[Start of Attachment]

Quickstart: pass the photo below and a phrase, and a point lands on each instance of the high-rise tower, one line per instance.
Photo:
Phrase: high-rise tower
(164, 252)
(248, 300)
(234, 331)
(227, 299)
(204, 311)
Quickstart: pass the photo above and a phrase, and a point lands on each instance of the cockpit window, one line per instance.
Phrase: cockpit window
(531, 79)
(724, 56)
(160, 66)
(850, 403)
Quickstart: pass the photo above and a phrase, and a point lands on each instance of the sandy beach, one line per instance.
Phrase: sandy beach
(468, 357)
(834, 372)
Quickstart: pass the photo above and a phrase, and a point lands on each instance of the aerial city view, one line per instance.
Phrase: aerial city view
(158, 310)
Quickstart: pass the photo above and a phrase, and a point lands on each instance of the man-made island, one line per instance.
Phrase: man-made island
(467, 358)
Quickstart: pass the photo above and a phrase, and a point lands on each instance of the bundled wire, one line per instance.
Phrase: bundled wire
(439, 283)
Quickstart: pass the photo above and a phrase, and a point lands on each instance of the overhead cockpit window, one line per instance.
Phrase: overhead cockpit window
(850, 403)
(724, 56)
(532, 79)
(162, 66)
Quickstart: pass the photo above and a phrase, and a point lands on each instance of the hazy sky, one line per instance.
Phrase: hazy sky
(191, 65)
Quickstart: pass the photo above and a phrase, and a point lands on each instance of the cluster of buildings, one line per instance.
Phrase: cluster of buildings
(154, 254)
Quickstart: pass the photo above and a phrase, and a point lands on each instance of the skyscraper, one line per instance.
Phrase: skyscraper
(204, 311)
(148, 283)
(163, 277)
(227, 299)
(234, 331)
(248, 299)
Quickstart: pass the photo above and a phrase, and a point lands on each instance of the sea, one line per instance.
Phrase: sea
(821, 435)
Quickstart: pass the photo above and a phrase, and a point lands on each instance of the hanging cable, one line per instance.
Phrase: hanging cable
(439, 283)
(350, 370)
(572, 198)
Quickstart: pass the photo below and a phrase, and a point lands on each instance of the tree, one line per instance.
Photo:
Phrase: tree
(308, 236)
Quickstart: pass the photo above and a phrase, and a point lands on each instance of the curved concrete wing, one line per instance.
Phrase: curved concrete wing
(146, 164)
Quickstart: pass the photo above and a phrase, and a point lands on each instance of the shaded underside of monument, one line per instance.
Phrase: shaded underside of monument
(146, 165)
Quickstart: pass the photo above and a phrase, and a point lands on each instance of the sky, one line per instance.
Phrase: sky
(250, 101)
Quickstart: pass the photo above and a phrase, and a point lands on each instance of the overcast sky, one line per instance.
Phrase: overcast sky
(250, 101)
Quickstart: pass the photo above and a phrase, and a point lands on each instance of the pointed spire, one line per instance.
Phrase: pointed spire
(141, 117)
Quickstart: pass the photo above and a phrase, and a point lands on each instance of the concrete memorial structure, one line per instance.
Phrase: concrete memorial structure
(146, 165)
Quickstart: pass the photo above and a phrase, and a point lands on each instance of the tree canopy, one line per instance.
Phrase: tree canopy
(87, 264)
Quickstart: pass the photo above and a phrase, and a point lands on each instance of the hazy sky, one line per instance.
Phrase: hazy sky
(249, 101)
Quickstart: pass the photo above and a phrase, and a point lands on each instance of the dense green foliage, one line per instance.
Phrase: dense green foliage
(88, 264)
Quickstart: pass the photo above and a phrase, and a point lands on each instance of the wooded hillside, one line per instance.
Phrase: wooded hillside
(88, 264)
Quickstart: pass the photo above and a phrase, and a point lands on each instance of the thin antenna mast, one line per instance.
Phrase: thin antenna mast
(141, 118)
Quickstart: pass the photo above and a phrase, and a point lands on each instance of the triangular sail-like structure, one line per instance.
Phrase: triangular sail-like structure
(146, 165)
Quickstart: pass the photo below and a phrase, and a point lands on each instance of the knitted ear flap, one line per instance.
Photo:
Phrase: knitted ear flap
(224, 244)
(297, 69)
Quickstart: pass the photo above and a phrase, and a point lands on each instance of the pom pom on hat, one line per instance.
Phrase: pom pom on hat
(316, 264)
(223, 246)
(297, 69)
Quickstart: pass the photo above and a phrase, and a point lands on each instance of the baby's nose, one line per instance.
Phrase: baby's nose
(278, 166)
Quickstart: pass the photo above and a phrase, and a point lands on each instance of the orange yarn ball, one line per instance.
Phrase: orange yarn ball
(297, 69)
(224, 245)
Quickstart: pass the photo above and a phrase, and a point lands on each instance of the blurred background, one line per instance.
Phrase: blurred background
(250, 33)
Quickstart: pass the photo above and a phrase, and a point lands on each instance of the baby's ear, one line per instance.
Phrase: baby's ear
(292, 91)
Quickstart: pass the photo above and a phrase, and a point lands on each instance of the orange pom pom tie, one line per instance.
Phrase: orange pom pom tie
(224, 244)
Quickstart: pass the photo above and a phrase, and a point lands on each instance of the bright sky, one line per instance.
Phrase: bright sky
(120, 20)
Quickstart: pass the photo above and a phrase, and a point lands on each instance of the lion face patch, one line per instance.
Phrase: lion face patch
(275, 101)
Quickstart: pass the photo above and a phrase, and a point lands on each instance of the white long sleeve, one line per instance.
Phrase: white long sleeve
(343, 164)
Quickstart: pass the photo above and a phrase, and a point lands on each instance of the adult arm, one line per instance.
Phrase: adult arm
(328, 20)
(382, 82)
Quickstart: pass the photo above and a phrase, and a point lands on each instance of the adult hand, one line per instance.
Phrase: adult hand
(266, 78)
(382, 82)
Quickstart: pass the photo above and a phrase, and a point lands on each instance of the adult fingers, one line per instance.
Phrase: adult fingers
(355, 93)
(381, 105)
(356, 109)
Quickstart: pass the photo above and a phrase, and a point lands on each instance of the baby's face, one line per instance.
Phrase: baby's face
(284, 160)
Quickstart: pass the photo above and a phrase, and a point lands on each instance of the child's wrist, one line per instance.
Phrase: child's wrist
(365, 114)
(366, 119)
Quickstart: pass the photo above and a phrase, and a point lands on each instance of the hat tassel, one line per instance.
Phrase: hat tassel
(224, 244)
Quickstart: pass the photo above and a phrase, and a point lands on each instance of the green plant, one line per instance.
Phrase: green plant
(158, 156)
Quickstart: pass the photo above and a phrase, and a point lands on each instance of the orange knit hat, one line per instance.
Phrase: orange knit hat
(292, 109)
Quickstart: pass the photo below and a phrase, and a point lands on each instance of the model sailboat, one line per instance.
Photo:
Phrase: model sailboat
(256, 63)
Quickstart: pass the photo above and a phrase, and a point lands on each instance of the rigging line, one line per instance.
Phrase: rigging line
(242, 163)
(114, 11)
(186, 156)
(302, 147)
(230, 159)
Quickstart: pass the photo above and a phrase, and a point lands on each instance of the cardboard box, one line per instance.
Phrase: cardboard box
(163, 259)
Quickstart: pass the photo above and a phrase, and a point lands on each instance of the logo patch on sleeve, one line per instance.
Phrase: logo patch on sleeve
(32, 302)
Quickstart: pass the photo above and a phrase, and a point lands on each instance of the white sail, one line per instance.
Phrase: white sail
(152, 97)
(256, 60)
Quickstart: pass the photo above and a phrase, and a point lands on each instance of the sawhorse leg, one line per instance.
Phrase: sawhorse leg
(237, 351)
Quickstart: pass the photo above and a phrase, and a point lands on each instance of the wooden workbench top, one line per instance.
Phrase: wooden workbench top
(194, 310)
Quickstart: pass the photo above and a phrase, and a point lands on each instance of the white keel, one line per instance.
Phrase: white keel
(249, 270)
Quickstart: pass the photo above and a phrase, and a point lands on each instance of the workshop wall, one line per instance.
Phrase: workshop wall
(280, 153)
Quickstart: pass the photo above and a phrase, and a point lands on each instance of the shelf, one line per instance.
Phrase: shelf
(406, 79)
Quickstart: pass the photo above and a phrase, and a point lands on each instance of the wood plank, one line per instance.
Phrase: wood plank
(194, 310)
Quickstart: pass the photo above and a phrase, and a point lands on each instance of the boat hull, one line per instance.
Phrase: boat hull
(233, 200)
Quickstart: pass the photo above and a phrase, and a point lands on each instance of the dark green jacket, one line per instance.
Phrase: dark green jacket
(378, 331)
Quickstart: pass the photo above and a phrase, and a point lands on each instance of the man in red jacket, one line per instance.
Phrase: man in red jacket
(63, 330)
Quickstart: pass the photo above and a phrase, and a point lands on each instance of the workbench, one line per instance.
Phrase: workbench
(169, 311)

[End of Attachment]

- _Problem to solve_
Where a line in the records above contains the string "below", copy that line.

- _Written reply_
Quickstart: pass the photo below and a phrase, and a point lands on each instance of the high-rise tower, one line per instance.
Quickstart: pass the photo below and a phrase, and a point lands on each instance of the tree, one line per instance.
Quickstart: pass the photo below and a phrase, and a point lands on each instance of the knitted ear flap, one line per instance.
Quickstart: pass the photo below and a phrase, and a point lands on each instance of the model sailboat, one line per instance.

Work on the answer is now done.